[Data extracted from a collection]
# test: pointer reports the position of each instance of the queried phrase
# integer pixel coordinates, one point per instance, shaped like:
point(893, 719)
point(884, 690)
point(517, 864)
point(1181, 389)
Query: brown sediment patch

### Problem description
With "instance" as the word to match, copy each line of the records that has it.

### Exercise answer
# test: pointer reports the position of each instance of the queried phrase
# integer pixel coordinates, one point per instance, shaped like:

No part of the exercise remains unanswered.